DATA =>
.....
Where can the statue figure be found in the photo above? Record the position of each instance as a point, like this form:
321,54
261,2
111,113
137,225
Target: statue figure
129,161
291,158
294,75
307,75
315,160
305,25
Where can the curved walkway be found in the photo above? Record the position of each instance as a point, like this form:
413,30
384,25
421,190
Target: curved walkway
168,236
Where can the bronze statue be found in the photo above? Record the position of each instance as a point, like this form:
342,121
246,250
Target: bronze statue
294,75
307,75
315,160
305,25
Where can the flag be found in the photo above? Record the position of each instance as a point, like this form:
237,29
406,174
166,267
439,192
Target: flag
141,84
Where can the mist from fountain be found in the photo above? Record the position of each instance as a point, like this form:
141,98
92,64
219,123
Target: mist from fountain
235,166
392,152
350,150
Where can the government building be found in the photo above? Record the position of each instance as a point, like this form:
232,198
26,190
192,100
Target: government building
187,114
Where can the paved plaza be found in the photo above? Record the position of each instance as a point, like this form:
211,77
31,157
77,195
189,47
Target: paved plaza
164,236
.....
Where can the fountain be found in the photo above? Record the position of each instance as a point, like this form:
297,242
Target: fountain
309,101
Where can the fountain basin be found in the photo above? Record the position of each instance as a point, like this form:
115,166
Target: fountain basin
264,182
.....
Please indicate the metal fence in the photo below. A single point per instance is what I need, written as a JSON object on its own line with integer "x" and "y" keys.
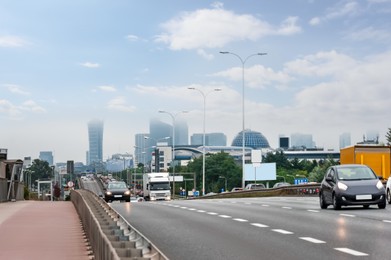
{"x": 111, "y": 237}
.....
EXERCISE DETAILS =>
Pull out every line in the entries above that contains the string "fountain", matching case exactly.

CORRECT OUTPUT =>
Where can the mist from fountain be found in the photo above? Record the position of each instance as a point, like this form:
Target: mist from fountain
Where can the fountain be found in the photo above? Record the position of each instance as a point, like this form:
Target: fountain
Where can the fountain basin be found in the photo above? Record the position of each instance as a point, like this form:
Target: fountain basin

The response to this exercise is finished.